AIM OF THE TASK » Reproduce the whole text on character encoding below word for word, keeping every heading, line break and punctuation mark.
===== QUOTED TEXT =====
Big idea

All data in a computer system is ultimately stored as binary patterns. When we work with text — letters, digits, punctuation, symbols — the computer must have a systematic way to map each character to a unique binary number. A character encoding defines that mapping. Without a shared encoding, two systems cannot reliably interpret the same text.

Character encoding therefore solves a fundamental problem in computer science: how to represent human language in binary form.

1. Why character encoding is necessary

Characters themselves have no inherent binary meaning. The letter A must be mapped to some binary pattern, but different systems might choose different patterns unless a standard exists.

A character encoding ensures that:

Every character has a unique code point (a number assigned to that character).
Every code point has a standard binary representation (1 byte, several bytes, etc.).
Different computers interpret the same file the same way, even across operating systems, programming languages, and network protocols.

This belongs to the broader topic of data representation in the computer science syllabus: how integers, characters, strings, images, and other data types are encoded as binary.
===== MATERIAL PROVIDED =====
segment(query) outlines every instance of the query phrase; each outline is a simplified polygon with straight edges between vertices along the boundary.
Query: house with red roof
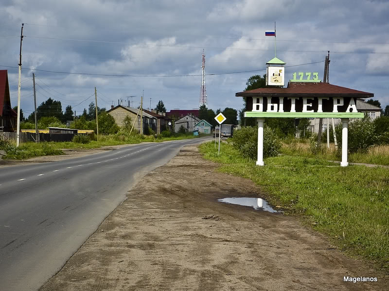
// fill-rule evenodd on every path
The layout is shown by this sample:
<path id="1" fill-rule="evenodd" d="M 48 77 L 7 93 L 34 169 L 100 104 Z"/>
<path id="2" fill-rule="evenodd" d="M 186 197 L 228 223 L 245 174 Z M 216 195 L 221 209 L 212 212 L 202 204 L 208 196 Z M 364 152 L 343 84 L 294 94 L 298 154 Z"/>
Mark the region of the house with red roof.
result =
<path id="1" fill-rule="evenodd" d="M 7 70 L 0 70 L 0 131 L 16 130 L 18 113 L 11 107 Z"/>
=====
TASK RESPONSE »
Big idea

All data in a computer system is ultimately stored as binary patterns. When we work with text — letters, digits, punctuation, symbols — the computer must have a systematic way to map each character to a unique binary number. A character encoding defines that mapping. Without a shared encoding, two systems cannot reliably interpret the same text.

Character encoding therefore solves a fundamental problem in computer science: how to represent human language in binary form.

1. Why character encoding is necessary

Characters themselves have no inherent binary meaning. The letter A must be mapped to some binary pattern, but different systems might choose different patterns unless a standard exists.

A character encoding ensures that:

Every character has a unique code point (a number assigned to that character).
Every code point has a standard binary representation (1 byte, several bytes, etc.).
Different computers interpret the same file the same way, even across operating systems, programming languages, and network protocols.

This belongs to the broader topic of data representation in the computer science syllabus: how integers, characters, strings, images, and other data types are encoded as binary.